[Records from a data source]
*** Block opens ***
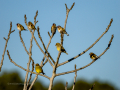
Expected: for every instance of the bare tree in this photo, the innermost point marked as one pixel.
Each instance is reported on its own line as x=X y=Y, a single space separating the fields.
x=53 y=63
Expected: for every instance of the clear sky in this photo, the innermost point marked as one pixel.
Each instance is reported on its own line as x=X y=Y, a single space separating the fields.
x=86 y=22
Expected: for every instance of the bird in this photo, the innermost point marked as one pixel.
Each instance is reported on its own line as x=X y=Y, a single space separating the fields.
x=20 y=27
x=60 y=48
x=38 y=69
x=62 y=30
x=53 y=29
x=93 y=56
x=31 y=26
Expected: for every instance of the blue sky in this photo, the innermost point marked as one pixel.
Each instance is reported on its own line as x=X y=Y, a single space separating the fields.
x=86 y=22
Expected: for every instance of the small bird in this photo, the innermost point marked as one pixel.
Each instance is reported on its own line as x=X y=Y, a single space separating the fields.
x=20 y=27
x=38 y=69
x=93 y=56
x=62 y=30
x=31 y=26
x=60 y=48
x=53 y=28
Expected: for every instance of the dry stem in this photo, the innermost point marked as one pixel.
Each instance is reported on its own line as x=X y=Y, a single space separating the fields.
x=6 y=45
x=66 y=85
x=24 y=68
x=74 y=78
x=89 y=63
x=87 y=48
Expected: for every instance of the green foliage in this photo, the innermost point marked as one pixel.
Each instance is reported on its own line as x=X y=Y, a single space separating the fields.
x=12 y=81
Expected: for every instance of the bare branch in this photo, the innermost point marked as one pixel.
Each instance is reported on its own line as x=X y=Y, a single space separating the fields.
x=66 y=85
x=33 y=82
x=6 y=45
x=92 y=86
x=23 y=42
x=49 y=34
x=35 y=18
x=44 y=45
x=89 y=47
x=30 y=50
x=24 y=68
x=31 y=73
x=25 y=20
x=4 y=38
x=40 y=48
x=74 y=78
x=89 y=63
x=56 y=63
x=45 y=52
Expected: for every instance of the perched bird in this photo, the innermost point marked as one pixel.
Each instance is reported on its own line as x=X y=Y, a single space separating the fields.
x=31 y=26
x=38 y=69
x=60 y=48
x=93 y=56
x=53 y=28
x=20 y=27
x=62 y=30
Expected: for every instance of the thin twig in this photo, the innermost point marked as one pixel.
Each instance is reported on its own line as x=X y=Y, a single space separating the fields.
x=46 y=49
x=87 y=48
x=6 y=45
x=44 y=45
x=33 y=82
x=66 y=85
x=49 y=34
x=56 y=63
x=90 y=62
x=24 y=68
x=74 y=78
x=23 y=43
x=30 y=51
x=92 y=86
x=31 y=73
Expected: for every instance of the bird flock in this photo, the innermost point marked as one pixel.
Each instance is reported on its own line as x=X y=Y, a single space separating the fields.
x=59 y=47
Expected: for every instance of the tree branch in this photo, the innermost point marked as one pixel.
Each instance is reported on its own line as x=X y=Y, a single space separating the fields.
x=6 y=45
x=24 y=68
x=33 y=82
x=66 y=85
x=74 y=78
x=44 y=45
x=46 y=49
x=92 y=86
x=23 y=42
x=87 y=48
x=89 y=63
x=30 y=51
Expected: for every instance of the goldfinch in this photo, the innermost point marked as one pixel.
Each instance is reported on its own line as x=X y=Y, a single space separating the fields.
x=31 y=26
x=62 y=30
x=53 y=28
x=20 y=27
x=38 y=69
x=60 y=48
x=93 y=56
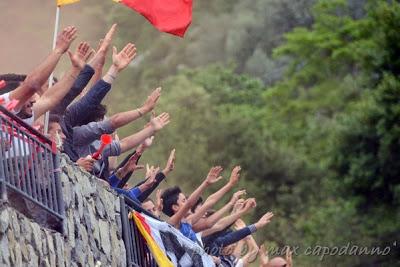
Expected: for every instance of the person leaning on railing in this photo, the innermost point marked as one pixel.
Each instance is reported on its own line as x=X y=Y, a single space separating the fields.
*** Block closes ***
What you will do
Would you write out an exact copy of the entries above, with no images?

Solution
Expected: for every instance of the bare tree in this photo, the innermost point marked as one pixel.
Each instance is reported on its own line as x=X y=Y, a single space separating the fields.
x=53 y=63
Expected: for every instance of the clear sky in this photo, the innermost point marked as one pixel.
Each instance is reported on its own line as x=X y=Y, a single space separating the fields.
x=86 y=22
Expected: for every instance of the bird in this photo, the innermost point marked as one pixel.
Each instance is reported on its own line as x=X y=Y, a single space separating the fields.
x=20 y=27
x=60 y=48
x=38 y=69
x=62 y=30
x=53 y=29
x=93 y=56
x=31 y=26
Expected: for every instance of the blue sky in this photo, the innermost point marked as one pixel.
Each instance is reported on its own line as x=X y=Y, a single space separating the fields.
x=86 y=22
Expected: for every instance of the small bird in this photo, the innermost point marked as one pixel.
Each instance is reported on its own line as x=X y=Y, a single space separating the fields.
x=20 y=27
x=38 y=69
x=93 y=56
x=62 y=30
x=31 y=26
x=60 y=48
x=53 y=28
Expected: for every instance of the dry stem in this photo, the innermost point marked as one pixel.
Each instance is reported on its own line as x=X y=Y, a single space separating the fields.
x=6 y=45
x=66 y=85
x=24 y=68
x=74 y=78
x=89 y=63
x=87 y=48
Expected: for every instance of the green foliage in this photo, the innermost point marked as one pixel.
Each instance is reported on its own line as x=X y=Y, a single space separating the fields.
x=12 y=81
Expected: for every instance of the bare branch in this photo, the innermost point marked as one pixel.
Each instance is reported on its own line as x=X y=Y, a single space separating the fields.
x=66 y=85
x=33 y=82
x=6 y=45
x=92 y=86
x=23 y=42
x=49 y=34
x=35 y=18
x=44 y=45
x=89 y=47
x=30 y=50
x=24 y=68
x=31 y=73
x=25 y=20
x=4 y=38
x=40 y=48
x=74 y=78
x=89 y=63
x=56 y=63
x=45 y=52
Expected: for every instance of the perched bird in this photo, the innermost point marked as one pixel.
Each instance is reported on its own line as x=X y=Y, a single space separating the fields.
x=31 y=26
x=38 y=69
x=60 y=48
x=93 y=56
x=53 y=28
x=20 y=27
x=62 y=30
Expected: for every instance of the thin twig in this photo, the innermost point marked as one pixel.
Each instance is reported on its own line as x=X y=Y, a single space separating the fields.
x=46 y=49
x=87 y=48
x=6 y=45
x=44 y=45
x=33 y=82
x=66 y=85
x=49 y=34
x=56 y=63
x=90 y=62
x=24 y=68
x=74 y=78
x=23 y=43
x=30 y=51
x=92 y=86
x=31 y=73
Expected: for every instance of the bird flock in this photo, the innermost point marked as one pixel.
Each instance is reported on its own line as x=X y=Y, a single space separating the fields.
x=59 y=47
Expected: for every instance of the tree branch in this photo, the innermost point marked as one pixel.
Each instance is reported on its own line as x=X y=Y, a single space separating the fields.
x=6 y=45
x=24 y=68
x=33 y=82
x=66 y=85
x=74 y=78
x=44 y=45
x=46 y=49
x=92 y=86
x=23 y=42
x=87 y=48
x=89 y=63
x=30 y=51
Expected: for every instance of the goldfinch in this photo, the innermost point marked as one pixel.
Each instance is reported on its own line as x=X y=Y, a single space separating the fields.
x=31 y=26
x=62 y=30
x=53 y=28
x=20 y=27
x=38 y=69
x=60 y=48
x=93 y=56
Expected: for every instance of the person leaning on railing in this photo, the innermost point marked as one pixel.
Each instance is reported on its own line as x=X y=Y, a single space separating the fields.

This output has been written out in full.